EXERCISE DETAILS: Exclude the pictures, then copy all remaining records exactly.

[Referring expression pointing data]
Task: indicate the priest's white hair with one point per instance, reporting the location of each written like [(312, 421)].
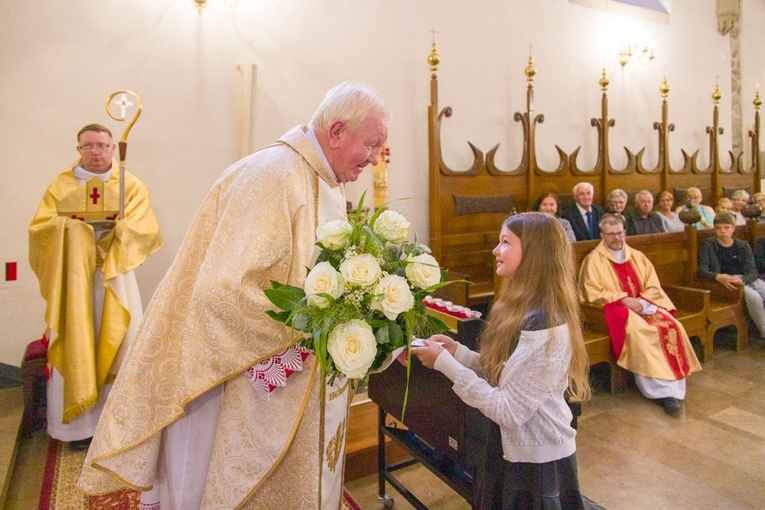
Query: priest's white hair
[(349, 102)]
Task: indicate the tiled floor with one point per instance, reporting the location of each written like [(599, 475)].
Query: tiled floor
[(630, 454)]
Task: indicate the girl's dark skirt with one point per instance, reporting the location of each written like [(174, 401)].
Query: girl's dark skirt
[(524, 485)]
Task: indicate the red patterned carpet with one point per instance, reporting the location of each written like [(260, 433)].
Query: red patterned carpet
[(59, 491)]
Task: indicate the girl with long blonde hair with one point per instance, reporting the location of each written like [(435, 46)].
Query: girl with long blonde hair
[(531, 356)]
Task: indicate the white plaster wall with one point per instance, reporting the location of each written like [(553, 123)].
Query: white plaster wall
[(60, 60)]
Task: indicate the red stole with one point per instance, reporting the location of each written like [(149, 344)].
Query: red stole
[(670, 337)]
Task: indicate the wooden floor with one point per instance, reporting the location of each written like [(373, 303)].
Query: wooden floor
[(631, 455)]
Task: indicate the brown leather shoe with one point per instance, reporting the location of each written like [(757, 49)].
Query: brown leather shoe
[(82, 444), (670, 405)]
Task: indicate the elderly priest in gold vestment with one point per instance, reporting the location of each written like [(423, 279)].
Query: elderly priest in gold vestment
[(84, 256), (646, 337), (186, 422)]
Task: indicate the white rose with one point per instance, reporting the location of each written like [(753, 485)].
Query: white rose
[(323, 279), (423, 271), (392, 296), (392, 226), (353, 347), (361, 270), (334, 234)]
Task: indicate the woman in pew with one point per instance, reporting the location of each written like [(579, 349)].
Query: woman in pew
[(670, 219), (550, 204), (532, 354), (707, 213)]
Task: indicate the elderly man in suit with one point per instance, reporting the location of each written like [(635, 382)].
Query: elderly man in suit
[(584, 216)]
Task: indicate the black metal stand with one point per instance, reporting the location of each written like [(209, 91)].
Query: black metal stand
[(447, 470)]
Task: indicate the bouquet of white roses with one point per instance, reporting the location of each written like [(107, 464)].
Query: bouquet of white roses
[(362, 301)]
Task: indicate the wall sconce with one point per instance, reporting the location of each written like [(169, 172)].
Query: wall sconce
[(201, 4), (643, 54)]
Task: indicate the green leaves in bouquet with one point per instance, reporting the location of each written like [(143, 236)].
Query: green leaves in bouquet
[(284, 297)]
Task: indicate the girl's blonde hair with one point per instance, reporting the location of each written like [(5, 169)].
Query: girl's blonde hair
[(544, 281)]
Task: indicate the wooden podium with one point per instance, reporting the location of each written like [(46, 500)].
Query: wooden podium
[(438, 431)]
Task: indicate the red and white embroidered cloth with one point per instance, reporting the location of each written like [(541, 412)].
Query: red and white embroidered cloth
[(273, 373)]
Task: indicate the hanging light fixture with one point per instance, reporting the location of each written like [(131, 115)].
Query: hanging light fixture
[(201, 4)]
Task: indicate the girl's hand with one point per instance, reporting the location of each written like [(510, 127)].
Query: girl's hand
[(448, 342), (428, 354)]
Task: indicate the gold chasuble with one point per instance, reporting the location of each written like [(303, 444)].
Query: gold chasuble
[(655, 345), (206, 324), (64, 251)]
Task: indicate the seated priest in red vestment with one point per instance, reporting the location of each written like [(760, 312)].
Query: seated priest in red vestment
[(646, 338)]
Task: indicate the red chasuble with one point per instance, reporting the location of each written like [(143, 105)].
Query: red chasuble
[(616, 317)]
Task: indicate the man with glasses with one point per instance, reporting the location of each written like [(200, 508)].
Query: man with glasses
[(647, 339), (584, 215), (83, 255)]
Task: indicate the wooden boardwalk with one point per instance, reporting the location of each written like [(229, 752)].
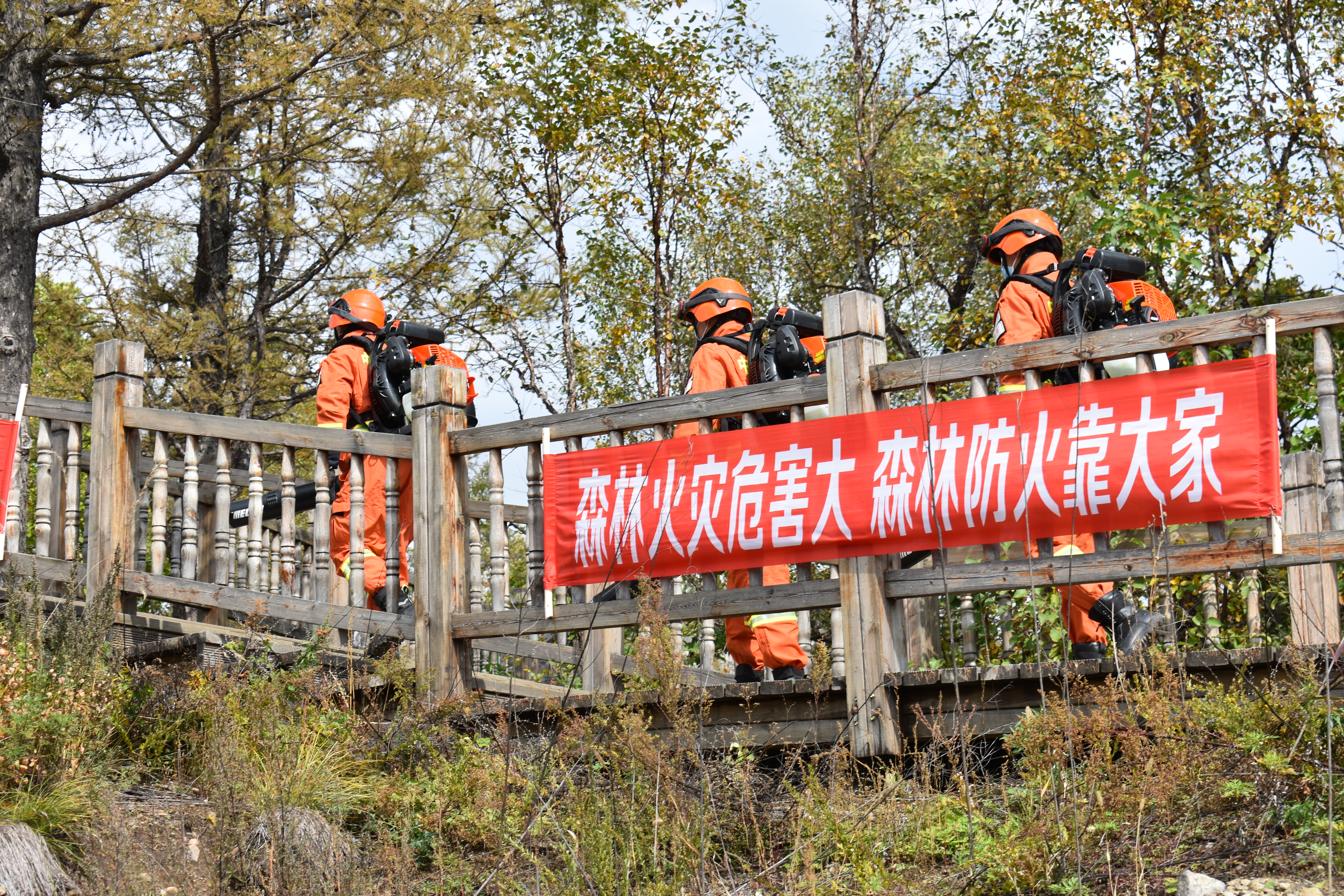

YOUR SOLUTION:
Task: indicate the priest's white hair with one point per instance, reporting the location of each written like [(312, 421)].
Query: priest's white hair
[(349, 102)]
Task: indicate the tiled floor with one point per instance, reporting the location of each written like [(599, 475)].
Query: tiled floor
[(630, 454)]
Task: indicate the girl's dark skirt with one point per instance, reporting the location of each written like [(174, 401)].
Query: girl's dark skirt
[(524, 485)]
Task: indicate the red patterned carpet with one point per instance, reporting the location of each written like [(260, 433)].
Query: red patterned carpet
[(59, 491)]
Task: indicate the girl with long blonde hair with one point per instance, reporting the location of each written like [(435, 46)].
Query: girl with long blonde hair
[(531, 356)]
Task: indicate the white plaster wall with one point per instance, reporting the location of each written like [(553, 123)].
Query: white plaster wall
[(60, 60)]
Task: indicate the red stole with one point per instance, reporting the location of each written like [(149, 344)].
Query: red stole
[(670, 337)]
Task: indicate the wooden floor with one point per instance, reporting the location of each written like [(373, 303)].
Query: wooden floor
[(631, 455)]
Task: indicate the brown leather shoe with one point per instance, reporting the location of each written like [(757, 49)].
Query: brown leather shoe
[(82, 444), (670, 405)]
Task: indicate the elderly priest in gold vestment with one point per instance, reporting the location of each written like [(423, 279)].
Query: elderly priest in gold vestment
[(84, 256), (646, 337), (186, 422)]
Task: indicate the white rose with one point per instance, reporting the location of each written like [(753, 485)].
Query: white rose
[(323, 279), (423, 271), (392, 296), (392, 226), (353, 347), (361, 270), (334, 234)]
Task: indicate the woman in pew with one point per instance, reporting the location of each written like [(579, 349)].
Query: woman in pew
[(670, 219), (550, 204), (532, 354), (707, 213)]
Task: indicate the elderly man in suit with one point per instance, reporting the location of each written like [(635, 382)].
Query: elderly man in suit
[(584, 216)]
Task: indicate the black metal stand with one point per instance, reporting the location of each written like [(209, 91)].
Query: black metal stand
[(447, 470)]
Task: indicate the bouquet of white roses with one point per instance, reporting the location of each written like [(107, 464)].
Query: bouquet of white roses
[(362, 301)]
Task: indicate the wall sconce with one point per instance, reporting the location of each written like [(169, 172)].
Query: wall sconce
[(201, 4), (643, 54)]
Task: indicate the green leaves in bouquet with one point per instance, reporting the location of each written like [(143, 236)].
Query: green leaves in bouquet
[(284, 297)]
Task: indicate the girl's blonde hair with one point per instance, reporting the location of each written like [(5, 169)].
Query: girl's blonde hair
[(544, 281)]
Task: indicate the wooden podium with one point per instance, reporting the location of each written like [(46, 500)].
Query: wooden podium
[(438, 431)]
Task: indicate the red and white embroidered cloth with one point per instance, reporting the location of each written like [(541, 412)].
Query: red and white embroidered cloth
[(273, 373)]
Task: indicate the hanging light fixture with one point per instance, reporting the location of each written like [(131, 115)].
Query: hanging light fixture
[(201, 4)]
Task: indicate the girl's hand with one point per instance, reporting the location of each written like [(510, 127)].
Query: girl's hand
[(448, 342), (428, 354)]
Task: indicate the gold chasuble with one point per instance, reporting the location of each written like [(303, 444)].
Query: gold chasuble
[(655, 345), (206, 324), (64, 251)]
Task: indicate the seated priest in red vestment with one point per instance, reporting the location of each written like [(760, 312)].
Query: seated priest in red vestment
[(646, 338)]
Task: indicate the red chasuble with one point per instance, reporting the location of each written like [(143, 105)].
Query: red chasuble
[(616, 317)]
Task: indicate the man with glasses with one point per instance, reporting the location of each written like [(200, 508)].
Query: man with glasses
[(647, 339), (584, 215), (83, 255)]
Task: indicate the wooden boardwalk with one point per instance, reporting the location of each written like [(229, 752)].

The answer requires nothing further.